--- begin WORKING DATA ---
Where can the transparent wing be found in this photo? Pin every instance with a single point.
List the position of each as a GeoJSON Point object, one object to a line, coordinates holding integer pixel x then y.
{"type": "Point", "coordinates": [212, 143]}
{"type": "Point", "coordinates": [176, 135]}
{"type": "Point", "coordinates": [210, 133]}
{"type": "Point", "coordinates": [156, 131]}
--- end WORKING DATA ---
■ EXERCISE PROMPT ■
Return each line of the data above as a JSON array of strings, one string per line, with blank lines omitted.

■ ANSWER TO THE TASK ■
[
  "Where can the transparent wing be found in this photo? Pin every instance with a single point.",
  "List the position of each as a GeoJSON Point object, one object to a line, coordinates holding integer pixel x then y.",
  "{\"type\": \"Point\", \"coordinates\": [212, 143]}",
  "{\"type\": \"Point\", \"coordinates\": [176, 135]}",
  "{\"type\": \"Point\", \"coordinates\": [210, 133]}",
  "{\"type\": \"Point\", \"coordinates\": [156, 131]}"
]